Retype the part of the material that opens with the line containing "[indicate] snow-capped mountain" and runs to the end of the material. Include that first line and the final line, and reproduce every character unchanged.

═════ RECORDS SUPPLIED

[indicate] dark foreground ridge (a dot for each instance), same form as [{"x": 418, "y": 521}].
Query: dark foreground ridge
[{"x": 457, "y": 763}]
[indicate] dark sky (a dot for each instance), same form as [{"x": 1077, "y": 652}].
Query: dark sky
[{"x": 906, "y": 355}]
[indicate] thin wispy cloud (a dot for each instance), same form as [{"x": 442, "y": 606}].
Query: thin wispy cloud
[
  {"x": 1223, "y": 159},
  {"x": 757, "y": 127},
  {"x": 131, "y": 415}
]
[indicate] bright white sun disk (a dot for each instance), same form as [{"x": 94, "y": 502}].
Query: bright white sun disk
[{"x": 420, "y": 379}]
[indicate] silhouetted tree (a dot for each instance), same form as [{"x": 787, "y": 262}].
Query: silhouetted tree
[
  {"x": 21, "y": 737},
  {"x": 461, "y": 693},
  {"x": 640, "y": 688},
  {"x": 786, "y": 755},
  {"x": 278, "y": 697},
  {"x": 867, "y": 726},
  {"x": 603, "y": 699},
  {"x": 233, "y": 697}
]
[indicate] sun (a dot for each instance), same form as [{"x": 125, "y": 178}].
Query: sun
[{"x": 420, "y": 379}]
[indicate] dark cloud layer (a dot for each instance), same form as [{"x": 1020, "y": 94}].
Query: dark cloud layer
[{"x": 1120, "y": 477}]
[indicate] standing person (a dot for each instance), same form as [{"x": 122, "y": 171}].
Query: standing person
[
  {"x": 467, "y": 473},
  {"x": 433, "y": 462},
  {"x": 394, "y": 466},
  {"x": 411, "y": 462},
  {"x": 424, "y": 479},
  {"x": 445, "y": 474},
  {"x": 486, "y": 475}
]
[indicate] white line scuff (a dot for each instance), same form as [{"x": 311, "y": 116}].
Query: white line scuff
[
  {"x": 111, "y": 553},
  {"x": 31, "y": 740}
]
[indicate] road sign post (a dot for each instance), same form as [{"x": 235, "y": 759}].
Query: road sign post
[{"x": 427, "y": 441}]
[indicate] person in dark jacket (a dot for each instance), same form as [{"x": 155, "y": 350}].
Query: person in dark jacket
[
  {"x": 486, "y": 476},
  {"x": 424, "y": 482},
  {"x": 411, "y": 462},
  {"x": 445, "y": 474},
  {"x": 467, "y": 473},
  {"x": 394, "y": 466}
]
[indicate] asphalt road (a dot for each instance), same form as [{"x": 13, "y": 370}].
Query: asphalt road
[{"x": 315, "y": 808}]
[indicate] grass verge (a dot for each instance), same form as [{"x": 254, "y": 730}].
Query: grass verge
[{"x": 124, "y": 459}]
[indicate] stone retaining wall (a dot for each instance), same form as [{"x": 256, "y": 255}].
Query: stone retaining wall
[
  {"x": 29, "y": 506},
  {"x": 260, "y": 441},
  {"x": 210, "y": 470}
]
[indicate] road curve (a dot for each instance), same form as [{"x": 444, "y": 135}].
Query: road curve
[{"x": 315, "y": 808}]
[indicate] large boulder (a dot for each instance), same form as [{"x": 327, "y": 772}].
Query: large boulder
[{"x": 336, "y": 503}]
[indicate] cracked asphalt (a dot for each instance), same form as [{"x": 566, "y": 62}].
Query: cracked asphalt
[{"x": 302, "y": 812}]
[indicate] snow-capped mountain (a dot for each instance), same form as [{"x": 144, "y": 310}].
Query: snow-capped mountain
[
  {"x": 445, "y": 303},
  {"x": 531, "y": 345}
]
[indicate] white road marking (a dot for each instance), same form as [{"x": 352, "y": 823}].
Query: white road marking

══════════

▶ **REPLY TO THE EXERCISE**
[indicate] snow-capped mountain (a dot for each instance), same form as [{"x": 144, "y": 310}].
Query: snow-capped mountain
[
  {"x": 445, "y": 303},
  {"x": 531, "y": 345}
]
[indicate] white road marking (a dot for each instance), same form as [{"x": 352, "y": 823}].
Query: white road marking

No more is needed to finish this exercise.